> Description of the task
Everything from the line with "Mark each instance of the man's brown" through the last line of the records below should be copied exactly, both ends included.

______

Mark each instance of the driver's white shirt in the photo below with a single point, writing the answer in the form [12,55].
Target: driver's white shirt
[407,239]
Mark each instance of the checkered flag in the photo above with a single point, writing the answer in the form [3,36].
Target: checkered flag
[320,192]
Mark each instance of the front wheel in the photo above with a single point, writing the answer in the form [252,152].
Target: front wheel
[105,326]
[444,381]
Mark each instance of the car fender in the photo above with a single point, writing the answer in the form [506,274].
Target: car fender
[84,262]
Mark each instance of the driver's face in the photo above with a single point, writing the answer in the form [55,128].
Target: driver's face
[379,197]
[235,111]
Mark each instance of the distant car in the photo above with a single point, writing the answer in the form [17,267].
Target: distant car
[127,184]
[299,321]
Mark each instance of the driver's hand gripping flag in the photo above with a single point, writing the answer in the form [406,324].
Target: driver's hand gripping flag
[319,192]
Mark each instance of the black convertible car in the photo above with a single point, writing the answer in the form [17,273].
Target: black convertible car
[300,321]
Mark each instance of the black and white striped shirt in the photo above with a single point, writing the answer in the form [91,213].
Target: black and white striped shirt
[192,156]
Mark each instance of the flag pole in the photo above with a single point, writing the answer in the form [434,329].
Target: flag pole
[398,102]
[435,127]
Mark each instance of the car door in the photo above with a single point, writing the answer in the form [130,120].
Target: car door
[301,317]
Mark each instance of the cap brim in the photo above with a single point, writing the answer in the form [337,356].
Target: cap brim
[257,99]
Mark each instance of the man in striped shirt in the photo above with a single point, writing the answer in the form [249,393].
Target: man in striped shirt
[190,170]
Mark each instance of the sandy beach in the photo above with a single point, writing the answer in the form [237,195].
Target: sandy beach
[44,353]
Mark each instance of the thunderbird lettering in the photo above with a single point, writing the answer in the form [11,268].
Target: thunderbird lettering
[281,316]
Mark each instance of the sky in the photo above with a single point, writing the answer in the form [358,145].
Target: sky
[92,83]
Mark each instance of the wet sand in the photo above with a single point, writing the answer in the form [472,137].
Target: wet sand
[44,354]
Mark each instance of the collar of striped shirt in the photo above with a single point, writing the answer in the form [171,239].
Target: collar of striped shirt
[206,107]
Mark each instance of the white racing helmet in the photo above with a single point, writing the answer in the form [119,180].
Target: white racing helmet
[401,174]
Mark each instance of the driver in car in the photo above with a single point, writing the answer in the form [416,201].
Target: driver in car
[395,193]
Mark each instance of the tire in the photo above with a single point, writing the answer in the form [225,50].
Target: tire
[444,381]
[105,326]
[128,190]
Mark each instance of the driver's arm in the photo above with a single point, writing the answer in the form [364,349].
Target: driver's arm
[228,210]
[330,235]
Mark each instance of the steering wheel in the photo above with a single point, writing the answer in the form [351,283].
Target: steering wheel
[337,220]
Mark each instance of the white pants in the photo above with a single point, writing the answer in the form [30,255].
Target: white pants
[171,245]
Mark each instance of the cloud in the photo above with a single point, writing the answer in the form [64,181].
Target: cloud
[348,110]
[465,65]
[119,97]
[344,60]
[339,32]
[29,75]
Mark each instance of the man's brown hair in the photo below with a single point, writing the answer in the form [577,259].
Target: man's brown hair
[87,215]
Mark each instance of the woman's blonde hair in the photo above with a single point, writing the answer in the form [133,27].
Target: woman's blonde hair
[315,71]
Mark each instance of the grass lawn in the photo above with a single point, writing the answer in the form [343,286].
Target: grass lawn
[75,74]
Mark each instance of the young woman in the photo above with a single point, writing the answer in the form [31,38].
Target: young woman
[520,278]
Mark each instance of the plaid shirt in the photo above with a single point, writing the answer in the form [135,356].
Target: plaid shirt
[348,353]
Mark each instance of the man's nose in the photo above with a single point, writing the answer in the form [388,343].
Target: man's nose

______

> Worked answer
Mark each instance of the man's brown hair in the photo below with a single point, writing the answer in the form [577,259].
Target: man's brown hair
[87,215]
Mark each instance of the woman's blonde hair in the photo above with a single point, writing the answer in the form [133,27].
Target: woman's blonde hair
[315,71]
Mark each instance of the grass lawn in the photo above with a single point, writing the answer in the form [343,286].
Target: grass lawn
[75,74]
Mark each instance of the young woman in the photo above with a single point, writing the answer in the form [31,38].
Target: young woman
[520,278]
Mark each instance of the plaid shirt in the photo above with a single point, writing the answer in the form [135,356].
Target: plaid shirt
[348,353]
Mark each instance of the man's nose in the photo above with a single point, writing the answer in the form [388,343].
Target: man's nose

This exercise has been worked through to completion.